[[ Material provided open ]]
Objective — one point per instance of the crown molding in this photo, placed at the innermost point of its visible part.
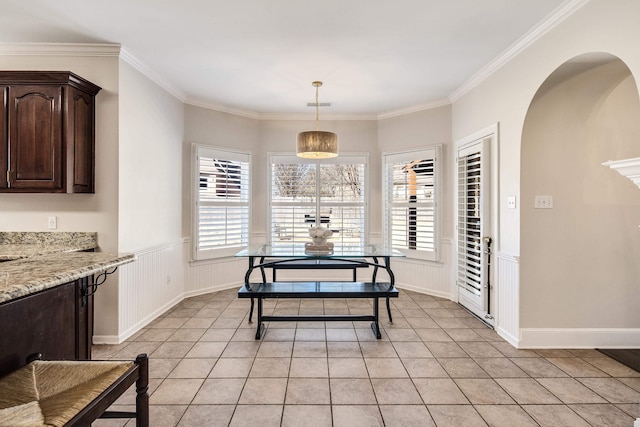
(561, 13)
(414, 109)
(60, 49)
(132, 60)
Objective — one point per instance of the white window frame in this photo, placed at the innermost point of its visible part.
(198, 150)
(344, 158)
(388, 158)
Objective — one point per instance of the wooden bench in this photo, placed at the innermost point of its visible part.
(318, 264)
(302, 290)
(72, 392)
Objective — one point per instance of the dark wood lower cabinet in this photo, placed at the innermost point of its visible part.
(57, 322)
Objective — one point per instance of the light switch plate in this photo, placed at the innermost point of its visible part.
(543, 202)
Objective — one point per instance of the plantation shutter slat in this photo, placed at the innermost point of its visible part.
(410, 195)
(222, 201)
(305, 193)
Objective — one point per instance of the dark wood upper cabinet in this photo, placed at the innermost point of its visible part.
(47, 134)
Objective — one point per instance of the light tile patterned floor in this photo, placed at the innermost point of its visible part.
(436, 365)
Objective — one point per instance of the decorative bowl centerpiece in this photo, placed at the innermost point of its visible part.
[[ Material provided closed ]]
--- Assignment ---
Find "Objective — one point per instance of the dark wood lower" in the records. Copy its line and every line after it, exactly, through the last one.

--- Completed exercise ---
Objective — one point per instance of the dark wood lower cabinet in this photo, placed at the innermost point of its visible part.
(57, 322)
Objective — one point per instance of the light switch plate in this photo, placed at the innermost point of its visible part.
(543, 202)
Objective — one point per instance of the plantation shutter slat in this photo, placed at the innermost point of its visible part.
(410, 195)
(222, 201)
(305, 193)
Objective — one point per instance of the dark wood upper cabinet in this photo, placed at the innermost point of its visible part.
(47, 134)
Objective — one point per instance of the light tile patterned floor in this photo, placed at the innermost point of its visible part.
(436, 365)
Objective — one point per instance of the decorative bowl centerpiece in this photo, placed at the innermost point of its visible part.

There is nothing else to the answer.